#### [Text passage]
= S. M. Beiko =

Canadian artist, author, and editor

Samantha Mary Beiko (born c. 1990) is a Canadian artist, author, and editor based in Winnipeg. She has won four Aurora Awards for her artistry and works, and has been nominated for multiple other awards. As of 2026, Beiko has authored seven books, edited or co-edited three collections, and is the artist-writer for a webcomic.

== Career ==
Beiko's first novel, The Lake and the Library (2013), published with ECW Press, was a finalist for the 2014 Aurora Award for Best YA Novel.

Following The Lake and the Library, Beiko began her Realms of the Ancient trilogy, including Scion of the Fox (2017), Children of the Bloodlands (2018), and The Brilliant Dark (2019). Scion of the Fox won the Copper Cylinder Award for Young Adult (2018) and was longlisted for the Sunburst Award for Young Adult Fiction (2018). All three novels were finalists for the Aurora Award for Best YA Novel, in 2018, 2019, and 2020, respectively.

Beiko began published the Brindlewatch Quintet in 2023, with the following books published as of 2026: The Stars of Mount Quixx (2023), The Door in Lake Mallion (2024), and The Sleuth of Ferren City (2026). In 2024, The Stars of Mount Quixx was a finalist for the Aurora Award for Best YA Novel, as well as the Canadian Children's Book Centre's Arlene Barlin Award for Science Fiction and Fantasy. The following year, The Door in Lake Mallion was a finalist for the Aurora Award for Best YA Novel.

#### [Given request 1]
Render everything in the listing from the line containing "Curation task — class label: beige" down to the end of the listing as a numbered list, leaving out blank lines.

#### [Dataset content]
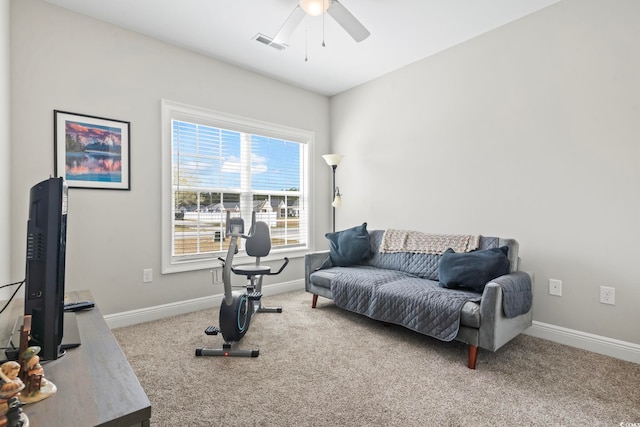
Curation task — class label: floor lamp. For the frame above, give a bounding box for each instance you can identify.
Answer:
[322,154,344,233]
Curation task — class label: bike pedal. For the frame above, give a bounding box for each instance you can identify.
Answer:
[204,326,220,335]
[247,291,262,301]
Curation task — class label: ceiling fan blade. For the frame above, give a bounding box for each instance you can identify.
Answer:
[273,5,306,44]
[327,0,371,42]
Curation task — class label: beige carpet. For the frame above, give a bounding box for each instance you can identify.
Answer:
[113,291,640,426]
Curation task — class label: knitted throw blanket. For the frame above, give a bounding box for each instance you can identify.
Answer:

#### [Given request 2]
According to the biography of S. M. Beiko, which award did Scion of the Fox win?

#### [Task output 1]
1. Curation task — class label: beige carpet. For the frame above, give a bounding box for each instance you can identify.
2. Answer:
3. [113,291,640,426]
4. Curation task — class label: knitted throw blanket. For the frame above, give a bounding box for each instance you can identify.
5. Answer:

#### [Task output 2]
The Copper Cylinder Award for Young Adult (2018).